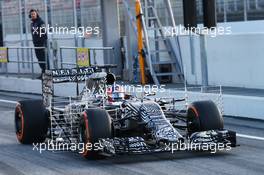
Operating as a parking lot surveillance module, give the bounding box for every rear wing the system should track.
[43,65,117,83]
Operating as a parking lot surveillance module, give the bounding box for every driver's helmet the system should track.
[107,84,125,102]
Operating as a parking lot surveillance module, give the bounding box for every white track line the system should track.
[237,133,264,141]
[0,99,264,141]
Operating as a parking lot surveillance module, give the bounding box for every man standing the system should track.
[29,9,49,78]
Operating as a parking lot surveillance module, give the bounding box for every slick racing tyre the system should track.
[79,108,112,159]
[187,101,224,135]
[15,100,48,144]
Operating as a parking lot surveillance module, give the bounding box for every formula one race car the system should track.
[15,65,236,158]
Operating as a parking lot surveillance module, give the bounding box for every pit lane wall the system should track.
[180,33,264,89]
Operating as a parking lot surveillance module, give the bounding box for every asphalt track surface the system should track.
[0,92,264,175]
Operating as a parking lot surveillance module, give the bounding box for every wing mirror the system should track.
[106,73,116,85]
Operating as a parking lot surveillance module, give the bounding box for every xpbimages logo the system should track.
[164,25,233,37]
[32,24,100,37]
[165,142,232,154]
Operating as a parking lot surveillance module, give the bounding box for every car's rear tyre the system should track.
[79,108,112,159]
[187,101,224,135]
[15,100,48,144]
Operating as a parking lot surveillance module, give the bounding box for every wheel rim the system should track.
[15,104,24,141]
[187,106,199,134]
[79,113,91,157]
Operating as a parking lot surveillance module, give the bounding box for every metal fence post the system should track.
[224,0,227,22]
[16,48,20,78]
[59,48,63,69]
[244,0,248,21]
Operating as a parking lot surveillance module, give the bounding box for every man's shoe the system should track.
[36,75,42,80]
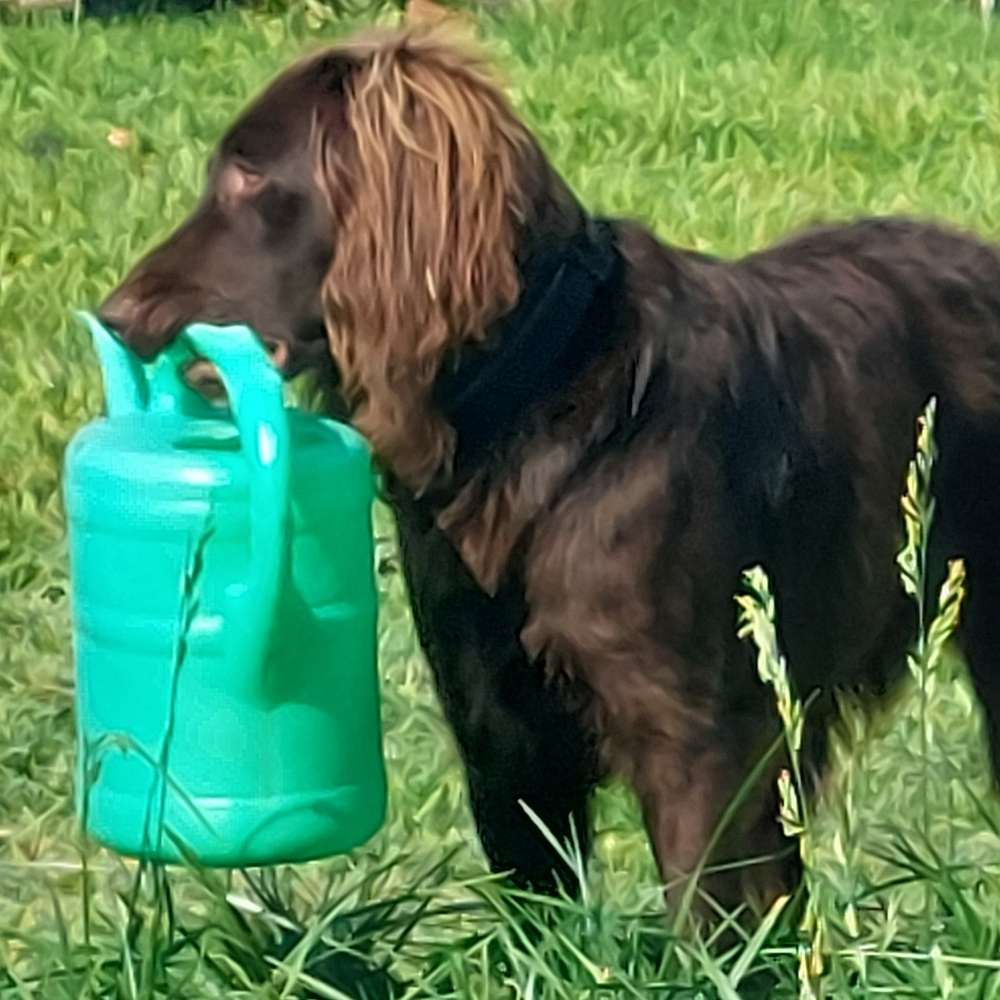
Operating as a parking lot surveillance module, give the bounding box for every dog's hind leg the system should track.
[932,422,1000,785]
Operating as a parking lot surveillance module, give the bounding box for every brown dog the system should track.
[97,25,1000,916]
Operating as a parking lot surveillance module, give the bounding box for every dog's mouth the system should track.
[183,338,292,407]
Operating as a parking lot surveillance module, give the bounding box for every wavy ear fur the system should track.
[318,30,542,491]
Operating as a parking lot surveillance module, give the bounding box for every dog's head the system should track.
[101,31,575,488]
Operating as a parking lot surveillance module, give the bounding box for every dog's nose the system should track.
[264,337,291,372]
[97,291,139,333]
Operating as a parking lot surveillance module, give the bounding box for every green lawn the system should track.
[0,0,1000,988]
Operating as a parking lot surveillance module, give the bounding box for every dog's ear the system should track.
[317,33,537,489]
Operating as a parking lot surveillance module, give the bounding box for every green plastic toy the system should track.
[64,314,386,867]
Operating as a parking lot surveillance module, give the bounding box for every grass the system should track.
[0,0,1000,988]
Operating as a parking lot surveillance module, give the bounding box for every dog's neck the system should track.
[434,220,624,482]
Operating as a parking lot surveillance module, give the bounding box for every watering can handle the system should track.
[181,323,291,693]
[78,313,290,695]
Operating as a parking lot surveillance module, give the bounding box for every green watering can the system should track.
[64,314,386,867]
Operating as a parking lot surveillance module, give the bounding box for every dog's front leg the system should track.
[395,500,596,893]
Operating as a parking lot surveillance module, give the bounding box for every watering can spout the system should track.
[75,310,149,417]
[76,312,290,697]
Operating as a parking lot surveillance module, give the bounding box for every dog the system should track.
[95,28,1000,907]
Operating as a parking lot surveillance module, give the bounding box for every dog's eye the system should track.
[218,162,267,204]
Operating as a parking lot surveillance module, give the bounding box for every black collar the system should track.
[434,220,624,480]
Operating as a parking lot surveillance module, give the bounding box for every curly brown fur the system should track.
[104,32,1000,920]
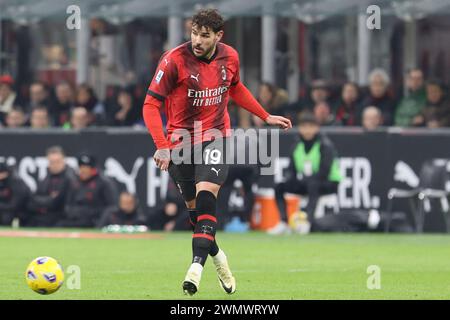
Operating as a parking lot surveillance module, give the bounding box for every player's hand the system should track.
[266,115,292,130]
[153,149,170,171]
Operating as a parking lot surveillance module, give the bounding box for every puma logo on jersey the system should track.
[191,73,200,82]
[222,66,227,80]
[211,168,221,176]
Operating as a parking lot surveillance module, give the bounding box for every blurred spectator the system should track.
[0,159,30,225]
[106,89,141,126]
[97,192,146,228]
[27,146,75,227]
[57,154,117,228]
[5,107,26,128]
[281,79,330,124]
[27,81,53,113]
[52,82,74,126]
[30,107,50,129]
[76,84,105,124]
[64,107,90,130]
[0,75,17,124]
[310,79,330,105]
[313,101,335,126]
[362,106,383,131]
[252,82,288,127]
[416,80,450,128]
[395,69,427,127]
[336,82,359,126]
[358,69,395,125]
[267,111,342,235]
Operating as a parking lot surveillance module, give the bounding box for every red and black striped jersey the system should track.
[148,42,240,144]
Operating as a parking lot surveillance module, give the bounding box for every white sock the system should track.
[189,262,203,274]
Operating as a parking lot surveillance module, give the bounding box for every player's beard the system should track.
[192,44,215,59]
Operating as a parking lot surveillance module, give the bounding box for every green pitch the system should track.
[0,232,450,300]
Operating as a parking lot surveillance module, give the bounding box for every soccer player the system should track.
[143,9,292,295]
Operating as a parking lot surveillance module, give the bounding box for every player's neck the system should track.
[205,45,217,60]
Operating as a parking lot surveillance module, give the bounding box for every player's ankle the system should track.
[212,249,227,262]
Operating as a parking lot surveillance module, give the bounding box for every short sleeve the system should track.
[147,54,178,101]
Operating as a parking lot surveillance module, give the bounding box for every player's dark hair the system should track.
[192,9,225,33]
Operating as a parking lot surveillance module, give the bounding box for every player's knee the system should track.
[196,190,217,216]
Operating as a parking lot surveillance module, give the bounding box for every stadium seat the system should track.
[385,159,450,233]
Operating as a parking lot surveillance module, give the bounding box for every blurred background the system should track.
[0,0,450,231]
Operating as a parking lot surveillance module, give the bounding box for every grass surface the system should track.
[0,232,450,300]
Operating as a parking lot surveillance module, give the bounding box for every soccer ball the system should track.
[289,211,311,234]
[25,257,64,294]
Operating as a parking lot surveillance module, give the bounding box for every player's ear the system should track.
[216,30,223,42]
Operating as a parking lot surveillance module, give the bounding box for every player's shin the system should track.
[188,209,219,257]
[192,190,218,266]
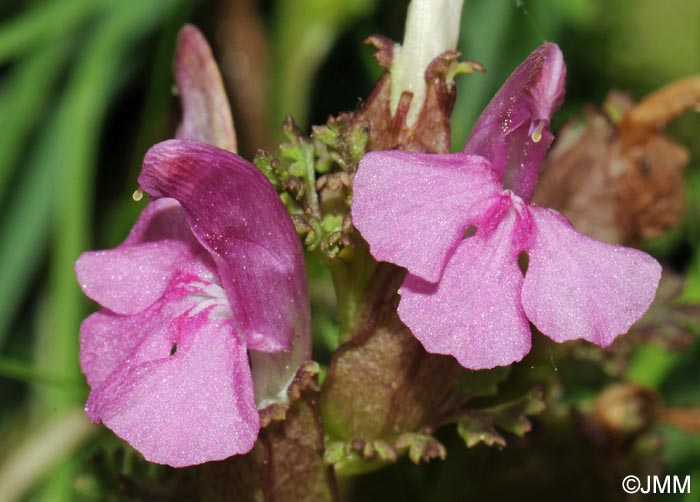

************

▶ Work instructions:
Copy out every line of the data above word for word, omitting the pictures.

▶ Result below:
Operating as a parking lot surveillance module, give the bounding box for every rear wing the system should track.
[43,65,117,83]
Operating as a parking lot surveillance module, give the bounding box for every driver's helmet the system should track.
[107,84,125,102]
Operating as a parking lot surveillance module, give the bounding box for every white track line the system should track.
[237,133,264,141]
[0,99,264,141]
Operating as a parking lot surveillance module, give the bounding box for every man standing the system should track.
[29,9,49,78]
Operating as a parking lot surveillance module, give the bounding box for every slick racing tyre the system should track.
[79,108,112,159]
[187,101,224,135]
[15,100,48,144]
Operating as a parking lot surveillance module, give the bounding box for every formula one race car the system should track.
[15,65,236,158]
Operating as a parking lot surveillance module, give the bounding box for every pit lane wall the system should track.
[180,33,264,89]
Operating as a parking lot surveillance module, give the bounding box for every asphalt track surface the system should track.
[0,92,264,175]
Operating as a parking lot surveillance module, give the bounding box for every wing mirror the system should track.
[106,73,116,85]
Operating as a parking lot surveillance module, give the bounding box for every xpbimages logo the system should track.
[164,25,233,37]
[32,24,100,37]
[165,142,232,154]
Operating as a parking lot surveillance module, give the bounding box for every car's rear tyre the system should track.
[79,108,112,159]
[187,101,224,135]
[15,100,48,144]
Operating as a parking lot surveillance module, give the bounding box for every wheel rim the system should track.
[15,104,24,141]
[187,106,199,134]
[79,113,91,157]
Operating as a parking lot surveillance module, give the bounding box for every metal fence post the system should track.
[224,0,227,22]
[16,48,20,78]
[59,48,63,69]
[244,0,248,21]
Operating as a parking lot surveillance module, give the bounding box for every man's shoe the system should track.
[36,75,42,80]
Operating as a parking lot surveillance module, give the bounding box for every dog's hind leg the system should track.
[932,422,1000,785]
Operating as a parking lot surveillance module, give the bounding box for every brown dog the system should track.
[97,25,1000,916]
Operating as a parking lot surveillance module, give the bounding box for every dog's mouth the system should track.
[183,338,292,407]
Operating as a parking lot surveillance module, give the bounding box for every wavy ear fur the system should track.
[318,30,542,491]
Operating as a parking lot surveillance module, give the bounding box for every dog's head the system should track.
[101,31,575,488]
Operating as a parking lot surveillance module, give the bounding box for every dog's nose the system should track.
[264,337,291,372]
[97,291,139,333]
Operating as a parking lot surveillance module, give the bounding box for every green lawn the system should track.
[0,0,1000,988]
Operating as a parking lot surveillance module, give the bounding box for every dog's ear the system should track.
[317,33,537,489]
Operating as a parking lot surveillance module, give the bounding box for every green plastic toy the system should track.
[64,314,386,867]
Operating as a parking lot surveillance module, give the bounding box for every grass the system should track.
[0,0,1000,988]
Operating as a parking lot surveillance module, give the bounding box for every dog's neck the system should track.
[434,220,624,482]
Operating as a parking lot surveillance module, give the bounding box for every watering can handle the system should track.
[181,323,291,693]
[78,313,290,695]
Operating as a parking lot surveillance module, give the bounding box for every green watering can the system should track.
[64,314,386,867]
Operating as a parking lot surveillance module, give the bounding box for every dog's front leg the system should track.
[395,500,596,893]
Operating as a parking lot surveillance module, give the bounding box for every watering can spout the system should track.
[75,310,149,417]
[76,312,290,697]
Operating as a parking lot surveillance module, give the bounding box for every dog the system should track.
[95,28,1000,907]
Operating as a parking lot surveillance module, give the bounding box for every dog's eye the system should track.
[218,162,267,204]
Operating as a parking lot surveillance module, give the bounding box for every black collar the system should track.
[434,220,624,480]
Operating as a parking lot surveillance module, give the bounding box for every curly brown fur the system should track.
[104,32,1000,920]
Operating as a parking lot surveillance module, give the bounding box for every player's hand the system should track.
[266,115,292,130]
[153,149,170,171]
Operating as a parking lot surveillance module, give the bounding box for every puma logo on jersey the system should track.
[191,73,200,82]
[222,66,227,80]
[211,168,221,176]
Operating as a parking lot surveillance module, give the bounding box for every blurred spectator the system should track.
[0,159,30,225]
[106,89,141,126]
[97,192,146,228]
[27,146,75,227]
[57,154,117,228]
[5,107,26,128]
[281,79,330,124]
[27,81,53,113]
[52,82,74,126]
[30,107,50,129]
[76,84,105,124]
[64,107,90,130]
[0,75,17,124]
[310,79,330,105]
[313,101,335,126]
[362,106,383,131]
[252,82,288,127]
[416,80,450,128]
[395,69,427,127]
[336,82,359,126]
[358,69,395,125]
[267,111,342,235]
Operating as a parking lot surveillance module, give the bounding box for every red and black striped jersey the system should track.
[148,42,240,144]
Operating as a parking lot surveillance module, give the bounding box for every white sock the system should track.
[189,262,203,274]
Operating as a parking lot surveillance module, give the bounding box for every player's beard the system should track.
[192,44,215,59]
Operating as a parking lot surveillance module, give the bounding box for every green pitch the system should track.
[0,232,450,300]
Operating as a parking lot surveillance module, give the bounding box for every soccer player the system should track.
[143,9,292,295]
Operating as a parking lot surveillance module, give the bounding box for every player's neck the system should track.
[205,45,217,60]
Operating as a parking lot surveillance module, give the bounding box for every player's ankle the system should track.
[212,249,227,262]
Operating as a parking lot surveillance module, give the bounding box for every short sleeve the system should track.
[147,54,178,101]
Operating as a parking lot surveillance module, give the bounding box for every player's dark hair the system should track.
[192,9,225,33]
Operating as a parking lot surveillance module, give the bounding box for every player's knee the system should track.
[196,190,217,216]
Operating as a parking lot surveillance module, give the bounding box for every stadium seat the system should track.
[385,159,450,233]
Operating as a parking lot surveillance module, give the bounding box for every blurred background the system should track.
[0,0,450,231]
Operating as a parking lot surveillance module, give the bounding box for every grass surface the system should track.
[0,232,450,300]
Operating as a parking lot surveillance module, give the bounding box for every soccer ball the system should track.
[289,211,311,234]
[25,257,64,294]
Operating as a parking lot surveillance module, give the bounding box for every player's ear the system should track.
[216,30,223,42]
Operating as a parking lot surveillance module, give the bounding box for every player's shin the system should track.
[188,209,219,257]
[192,190,218,266]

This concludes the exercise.